— start Document segment —

Actionstrength Limited (t/1 Vital Resources (formerly t/a Morson Alltrades) (company number 2761631 (Appellants)


International Glass Engineering In.Gl.En. SpA and others (Respondents)



The Appellate Committee comprised:

Lord Bingham of Cornhill

Lord Woolf

Lord Hoffmann

Lord Clyde

Lord Walker of Gestingthorpe




Actionstrength Limited (t/a Vital Resources (formerly t/a Morson Alltrades) (company number 2761631 (Appellants) v. International Glass Engineering In.Gl.En. SpA and others (Respondents)

[2003] UKHL 17


My Lords,

    1. Section 4 of the Statute of Frauds was enacted in 1677 to address a mischief facilitated, it seems, by the procedural deficiencies of the day (Holdsworth, A History of English Law, vol VI, pp 388-390): the calling of perjured evidence to prove spurious agreements said to have been made orally. The solution applied to the five classes of contract specified in section 4 was to require, as a condition of enforceability, some written memorandum or note of the agreement signed by the party to be charged under the agreement or his authorised agent.

    2. It quickly became evident that if the seventeenth century solution addressed one mischief it was capable of giving rise to another: that a party, making and acting on what was thought to be a binding oral agreement, would find his commercial expectations defeated when the time for enforcement came and the other party successfully relied on the lack of a written memorandum or note of the agreement.

— end Document segment —
— start Dataset entries —

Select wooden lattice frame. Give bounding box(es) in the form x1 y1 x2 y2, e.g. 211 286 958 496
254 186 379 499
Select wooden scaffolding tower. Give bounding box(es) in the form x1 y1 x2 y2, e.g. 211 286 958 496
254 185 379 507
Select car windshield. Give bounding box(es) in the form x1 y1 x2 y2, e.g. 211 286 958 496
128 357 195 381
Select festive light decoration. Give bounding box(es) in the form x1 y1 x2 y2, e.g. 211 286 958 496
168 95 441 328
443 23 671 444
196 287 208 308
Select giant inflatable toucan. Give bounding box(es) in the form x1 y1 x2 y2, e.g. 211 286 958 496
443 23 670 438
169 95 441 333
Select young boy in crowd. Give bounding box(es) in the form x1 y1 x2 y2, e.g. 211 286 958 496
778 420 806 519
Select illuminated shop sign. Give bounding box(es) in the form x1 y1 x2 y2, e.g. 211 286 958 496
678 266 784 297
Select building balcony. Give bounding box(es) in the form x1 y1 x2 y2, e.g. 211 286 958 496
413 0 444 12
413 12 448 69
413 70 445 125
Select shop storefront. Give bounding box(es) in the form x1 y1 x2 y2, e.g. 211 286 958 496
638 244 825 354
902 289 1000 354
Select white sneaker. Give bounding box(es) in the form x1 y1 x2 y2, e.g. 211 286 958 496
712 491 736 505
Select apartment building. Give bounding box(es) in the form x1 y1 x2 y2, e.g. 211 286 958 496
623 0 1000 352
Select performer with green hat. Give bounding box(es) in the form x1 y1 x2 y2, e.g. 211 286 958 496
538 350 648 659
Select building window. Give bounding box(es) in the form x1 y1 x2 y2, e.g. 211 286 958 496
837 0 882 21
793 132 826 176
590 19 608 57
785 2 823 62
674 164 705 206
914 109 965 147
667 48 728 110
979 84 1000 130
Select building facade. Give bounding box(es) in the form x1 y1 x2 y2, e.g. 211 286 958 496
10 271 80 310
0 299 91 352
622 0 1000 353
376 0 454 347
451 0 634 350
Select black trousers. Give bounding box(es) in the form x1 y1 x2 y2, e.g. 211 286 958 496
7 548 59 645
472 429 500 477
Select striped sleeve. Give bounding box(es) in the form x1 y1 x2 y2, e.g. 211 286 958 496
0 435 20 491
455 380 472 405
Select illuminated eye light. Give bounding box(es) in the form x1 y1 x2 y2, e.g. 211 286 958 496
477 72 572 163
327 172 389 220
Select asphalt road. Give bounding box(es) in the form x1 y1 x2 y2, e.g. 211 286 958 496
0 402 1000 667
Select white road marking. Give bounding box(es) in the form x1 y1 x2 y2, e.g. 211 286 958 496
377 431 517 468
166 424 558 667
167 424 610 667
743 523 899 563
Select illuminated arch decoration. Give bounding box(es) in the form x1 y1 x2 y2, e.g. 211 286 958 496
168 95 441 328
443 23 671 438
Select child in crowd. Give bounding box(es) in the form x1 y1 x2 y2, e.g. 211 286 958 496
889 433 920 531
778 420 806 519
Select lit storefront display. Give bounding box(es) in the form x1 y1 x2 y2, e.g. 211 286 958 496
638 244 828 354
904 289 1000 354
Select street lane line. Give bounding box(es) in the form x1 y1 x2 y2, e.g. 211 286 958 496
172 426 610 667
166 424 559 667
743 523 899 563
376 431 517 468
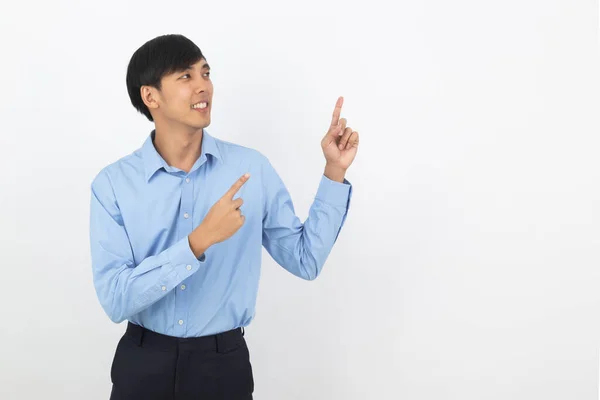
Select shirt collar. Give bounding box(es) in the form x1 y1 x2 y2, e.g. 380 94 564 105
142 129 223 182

— end Dataset entries —

*Directions*.
**A.** According to the House of Lords judgment, in what year was section 4 of the Statute of Frauds enacted?
**B.** Write the next part of the House of Lords judgment on the Statute of Frauds, picking up after its second numbered paragraph.

*Exercise results*.
**A.** 1677

**B.**
    3. In one of the five specified classes of agreement, relating to contracts for the sale or other disposition of land, this second mischief was mitigated by the doctrine of part performance. Implementation of an agreement (even if partial) could be relied on to prove its existence. This doctrine was expressly preserved by section 40(2) of the Law of Property Act 1925, when section 4 of the Statute of Frauds (in its application to real property) was effectively re-enacted in section 40(1). A majority of the House gave the doctrine of part performance a broad interpretation in Steadman v Steadman [1976] AC 536. By section 2 of the Law of Property (Miscellaneous Provisions) Act 1989, following a report by the Law Commission (Transfer of Land: Formalities for Contracts for Sale Etc of Land, HC2, June 1987, Law Com. No 164), section 40 of the 1925 Act was superseded by a requirement that contracts for the sale or other disposition of land should be made in writing.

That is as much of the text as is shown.